Problem: Count the lines of the records below that contain the string "jacket", and give only that number. Matching is case-sensitive.

——————

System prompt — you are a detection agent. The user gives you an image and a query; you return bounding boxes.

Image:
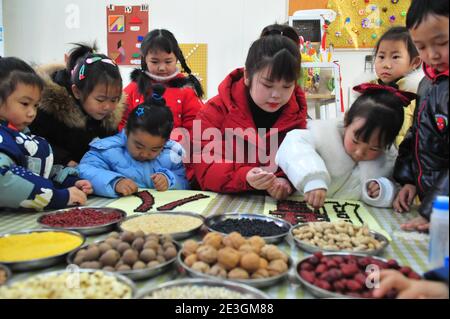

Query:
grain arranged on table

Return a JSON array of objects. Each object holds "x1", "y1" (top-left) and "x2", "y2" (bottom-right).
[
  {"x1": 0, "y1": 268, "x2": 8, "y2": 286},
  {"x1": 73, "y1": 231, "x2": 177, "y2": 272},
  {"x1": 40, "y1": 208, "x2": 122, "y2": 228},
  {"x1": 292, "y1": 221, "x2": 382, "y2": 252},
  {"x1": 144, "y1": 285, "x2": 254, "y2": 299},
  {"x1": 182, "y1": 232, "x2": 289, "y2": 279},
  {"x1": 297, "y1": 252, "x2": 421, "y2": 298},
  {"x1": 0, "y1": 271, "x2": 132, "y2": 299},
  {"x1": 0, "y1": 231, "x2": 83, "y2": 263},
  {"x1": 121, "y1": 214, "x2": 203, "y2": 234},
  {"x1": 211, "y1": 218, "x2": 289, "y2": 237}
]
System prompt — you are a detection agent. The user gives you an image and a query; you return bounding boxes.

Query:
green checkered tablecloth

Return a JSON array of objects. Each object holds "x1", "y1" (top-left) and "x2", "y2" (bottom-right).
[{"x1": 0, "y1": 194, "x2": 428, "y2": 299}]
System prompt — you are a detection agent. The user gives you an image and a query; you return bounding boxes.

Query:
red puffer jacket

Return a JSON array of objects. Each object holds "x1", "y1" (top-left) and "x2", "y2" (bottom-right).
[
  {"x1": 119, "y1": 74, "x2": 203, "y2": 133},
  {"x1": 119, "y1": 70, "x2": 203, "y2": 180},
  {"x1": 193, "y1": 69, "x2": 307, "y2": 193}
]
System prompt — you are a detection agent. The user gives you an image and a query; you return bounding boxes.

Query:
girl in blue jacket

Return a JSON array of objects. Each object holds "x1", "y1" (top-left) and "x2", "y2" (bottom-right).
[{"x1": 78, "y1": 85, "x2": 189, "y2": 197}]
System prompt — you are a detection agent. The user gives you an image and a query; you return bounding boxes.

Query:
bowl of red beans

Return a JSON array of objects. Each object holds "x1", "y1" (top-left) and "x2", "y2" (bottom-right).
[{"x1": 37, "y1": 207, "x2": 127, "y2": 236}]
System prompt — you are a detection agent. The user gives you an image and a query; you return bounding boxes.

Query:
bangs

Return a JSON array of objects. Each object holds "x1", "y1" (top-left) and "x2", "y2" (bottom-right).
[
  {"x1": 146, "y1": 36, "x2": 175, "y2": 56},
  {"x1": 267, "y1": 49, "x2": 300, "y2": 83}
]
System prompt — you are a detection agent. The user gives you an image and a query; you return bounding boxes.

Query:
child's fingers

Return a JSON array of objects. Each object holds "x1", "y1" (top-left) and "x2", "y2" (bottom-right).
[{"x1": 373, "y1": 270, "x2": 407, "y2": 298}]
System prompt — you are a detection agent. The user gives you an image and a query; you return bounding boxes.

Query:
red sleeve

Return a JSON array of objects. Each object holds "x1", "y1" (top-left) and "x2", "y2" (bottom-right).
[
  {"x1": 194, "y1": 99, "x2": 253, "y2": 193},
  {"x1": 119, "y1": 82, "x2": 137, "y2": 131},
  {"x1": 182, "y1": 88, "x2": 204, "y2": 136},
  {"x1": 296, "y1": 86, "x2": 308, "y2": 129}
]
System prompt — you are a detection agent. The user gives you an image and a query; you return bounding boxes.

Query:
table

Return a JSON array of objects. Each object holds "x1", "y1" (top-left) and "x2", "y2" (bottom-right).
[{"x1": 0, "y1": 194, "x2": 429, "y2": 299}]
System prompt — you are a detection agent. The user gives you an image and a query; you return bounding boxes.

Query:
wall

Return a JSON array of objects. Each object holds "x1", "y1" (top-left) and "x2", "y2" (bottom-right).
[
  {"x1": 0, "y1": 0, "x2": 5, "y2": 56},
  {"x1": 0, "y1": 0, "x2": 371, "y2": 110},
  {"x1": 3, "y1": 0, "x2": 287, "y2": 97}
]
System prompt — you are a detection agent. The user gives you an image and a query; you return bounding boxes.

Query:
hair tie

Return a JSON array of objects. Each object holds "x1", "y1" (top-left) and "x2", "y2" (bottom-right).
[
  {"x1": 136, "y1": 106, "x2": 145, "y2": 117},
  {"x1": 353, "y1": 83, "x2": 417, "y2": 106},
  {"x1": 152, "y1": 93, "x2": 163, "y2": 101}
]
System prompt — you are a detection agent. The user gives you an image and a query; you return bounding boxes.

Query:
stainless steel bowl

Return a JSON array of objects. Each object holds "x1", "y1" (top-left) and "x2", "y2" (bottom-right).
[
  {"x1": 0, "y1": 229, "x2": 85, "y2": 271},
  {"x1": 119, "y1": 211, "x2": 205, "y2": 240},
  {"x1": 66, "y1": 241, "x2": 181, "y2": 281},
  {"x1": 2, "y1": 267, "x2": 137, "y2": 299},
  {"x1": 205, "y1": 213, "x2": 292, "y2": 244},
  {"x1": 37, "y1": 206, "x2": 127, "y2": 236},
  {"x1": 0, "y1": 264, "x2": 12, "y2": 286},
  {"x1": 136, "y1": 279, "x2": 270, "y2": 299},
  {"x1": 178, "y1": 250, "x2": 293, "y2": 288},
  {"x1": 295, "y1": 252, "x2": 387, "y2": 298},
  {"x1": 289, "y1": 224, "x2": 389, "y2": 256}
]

——————

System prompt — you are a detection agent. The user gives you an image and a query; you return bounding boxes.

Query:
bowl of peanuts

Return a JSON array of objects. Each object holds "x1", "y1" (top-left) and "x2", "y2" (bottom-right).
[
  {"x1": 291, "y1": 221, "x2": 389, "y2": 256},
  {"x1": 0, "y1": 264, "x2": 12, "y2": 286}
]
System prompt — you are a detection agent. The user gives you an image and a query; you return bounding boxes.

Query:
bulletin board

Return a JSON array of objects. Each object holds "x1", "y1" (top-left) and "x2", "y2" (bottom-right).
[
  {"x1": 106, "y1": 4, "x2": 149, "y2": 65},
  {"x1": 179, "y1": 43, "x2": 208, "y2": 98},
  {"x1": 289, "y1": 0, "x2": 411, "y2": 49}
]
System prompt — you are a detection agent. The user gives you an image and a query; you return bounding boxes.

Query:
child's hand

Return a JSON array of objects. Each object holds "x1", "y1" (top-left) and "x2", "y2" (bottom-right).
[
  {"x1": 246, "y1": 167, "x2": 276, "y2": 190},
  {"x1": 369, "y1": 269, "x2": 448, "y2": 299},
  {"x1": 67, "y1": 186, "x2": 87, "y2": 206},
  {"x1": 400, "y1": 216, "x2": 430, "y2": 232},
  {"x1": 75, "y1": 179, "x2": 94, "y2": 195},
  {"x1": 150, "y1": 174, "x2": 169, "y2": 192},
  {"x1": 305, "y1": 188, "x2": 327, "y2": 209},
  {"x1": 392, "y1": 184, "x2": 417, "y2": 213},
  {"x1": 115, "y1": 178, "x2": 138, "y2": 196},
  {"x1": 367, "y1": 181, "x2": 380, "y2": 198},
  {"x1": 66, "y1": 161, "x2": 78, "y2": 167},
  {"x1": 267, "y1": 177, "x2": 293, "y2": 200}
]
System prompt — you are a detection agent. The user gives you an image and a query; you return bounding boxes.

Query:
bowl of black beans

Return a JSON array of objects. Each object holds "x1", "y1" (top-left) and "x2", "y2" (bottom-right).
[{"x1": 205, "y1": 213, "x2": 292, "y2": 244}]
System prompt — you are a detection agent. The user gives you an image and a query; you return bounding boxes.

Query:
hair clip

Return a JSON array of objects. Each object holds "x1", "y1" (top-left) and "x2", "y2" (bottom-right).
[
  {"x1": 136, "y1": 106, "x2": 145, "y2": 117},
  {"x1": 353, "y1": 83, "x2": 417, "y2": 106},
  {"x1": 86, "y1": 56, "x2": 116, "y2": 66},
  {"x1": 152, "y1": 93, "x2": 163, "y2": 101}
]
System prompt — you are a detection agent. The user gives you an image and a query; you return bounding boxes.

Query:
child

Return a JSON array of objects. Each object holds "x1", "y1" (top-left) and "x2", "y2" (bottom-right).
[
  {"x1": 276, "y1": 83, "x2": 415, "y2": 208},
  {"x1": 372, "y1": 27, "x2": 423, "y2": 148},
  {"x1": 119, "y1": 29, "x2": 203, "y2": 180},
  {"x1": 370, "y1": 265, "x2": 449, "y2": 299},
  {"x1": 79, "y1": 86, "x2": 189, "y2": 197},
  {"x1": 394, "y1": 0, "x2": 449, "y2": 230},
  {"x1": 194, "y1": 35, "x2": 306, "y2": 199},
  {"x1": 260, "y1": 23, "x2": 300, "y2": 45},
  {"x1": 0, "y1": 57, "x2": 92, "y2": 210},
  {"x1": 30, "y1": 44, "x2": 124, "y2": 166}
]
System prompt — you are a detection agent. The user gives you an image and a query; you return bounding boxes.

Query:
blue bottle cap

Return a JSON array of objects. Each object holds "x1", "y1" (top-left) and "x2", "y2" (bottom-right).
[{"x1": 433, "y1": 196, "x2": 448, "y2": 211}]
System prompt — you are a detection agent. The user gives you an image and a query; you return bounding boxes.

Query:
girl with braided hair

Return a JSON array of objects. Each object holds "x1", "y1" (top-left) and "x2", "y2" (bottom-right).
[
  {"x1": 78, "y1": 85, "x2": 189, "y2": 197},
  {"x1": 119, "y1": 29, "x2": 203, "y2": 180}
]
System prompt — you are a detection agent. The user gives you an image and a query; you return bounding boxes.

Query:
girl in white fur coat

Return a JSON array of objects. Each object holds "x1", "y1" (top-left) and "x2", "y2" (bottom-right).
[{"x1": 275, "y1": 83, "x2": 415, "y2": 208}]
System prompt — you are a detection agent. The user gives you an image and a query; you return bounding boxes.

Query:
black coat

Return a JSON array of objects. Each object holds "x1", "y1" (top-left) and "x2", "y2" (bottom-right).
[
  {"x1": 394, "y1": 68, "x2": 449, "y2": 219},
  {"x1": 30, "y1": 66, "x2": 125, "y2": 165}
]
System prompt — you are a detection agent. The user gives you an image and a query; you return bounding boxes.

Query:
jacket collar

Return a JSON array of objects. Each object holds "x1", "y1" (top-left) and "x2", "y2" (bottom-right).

——————

Task solution: 3